→ TRECHO DA PÁGINA

Em Devaneios dos Amores Obcecados: Emoções que consomem a alma, o escritor e palestrante Vagner Faustino Fernandes revisita seus vínculos românticos mais marcantes para explorar, com sensibilidade e honestidade emocional, o impacto do amor na construção da identidade e na busca pelo equilíbrio entre afeto e individualidade. A obra, que parte da lembrança de um primeiro amor arrebatador e percorre uma trajetória de dor, amadurecimento e cura, convida o leitor a enxergar nas relações — mesmo nas mais desafiadoras — oportunidades de autoconhecimento e fortalecimento do amor-próprio.
Seu livro começa com a lembrança de um primeiro amor arrebatador. Como foi o processo de transformar uma memória tão íntima em literatura? Houve algum momento em que escrever doeu mais do que aliviou?
Foi um processo natural para mim transformar memórias em literatura, até mesmo porque, em relação às mulheres personagens da história, não as cito de forma pessoal (nominalmente), tendo esse cuidado de preservar o anonimato delas. O livro se divide em quatro partes: a primeira parte fala do primeiro amor não correspondido; a segunda parte aborda a namorada mais importante que eu tive; a terceira parte trata de um momento de reclusão emocional pós-término de namoro; e a quarta parte fala do segundo amor não correspondido. Para mim, a segunda parte do livro, referente à namorada, foi um processo de escrita bem desconfortável, não por lembrar dela em si, mas por estar totalmente relacionado às atitudes que os familiares (pai, mãe e tios dela) tinham comigo, que foram bem desagradáveis e repressoras.
A obra percorre uma jornada que vai da dor à reconstrução. Em que momento você percebeu que essas experiências amorosas poderiam, de fato, ser matéria de amadurecimento e cura não só para você, mas também para o leitor?
A partir do momento em que constatei que a escrita deste livro havia me curado dos meus fantasmas afetivos e emocionais, percebi que, se essa mesma escrita fosse objeto de leitura para outras pessoas, isso poderia ajudá-las em um processo de compreensão e aceitação de suas frustrações e desilusões para recomeçar os seus caminhos.

→ CONTEÚDO DAS LINHAS

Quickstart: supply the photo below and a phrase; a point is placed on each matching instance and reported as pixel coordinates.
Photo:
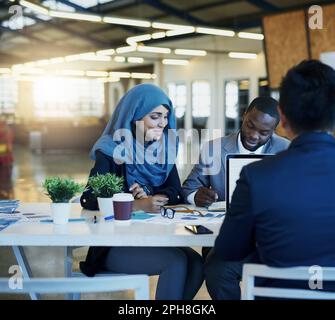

→ DESAFIO A
Segundo o trecho da página, em quantas partes se divide o livro?
→ DESAFIO B
Repita fielmente o trecho da página desde "A obra percorre" até "para o leitor?", incluindo essas palavras.
As linhas acima não têm relação com o trecho da página.

→ RESULTADO ESPERADO A
O livro se divide em quatro partes.

→ RESULTADO ESPERADO B
A obra percorre uma jornada que vai da dor à reconstrução. Em que momento você percebeu que essas experiências amorosas poderiam, de fato, ser matéria de amadurecimento e cura não só para você, mas também para o leitor?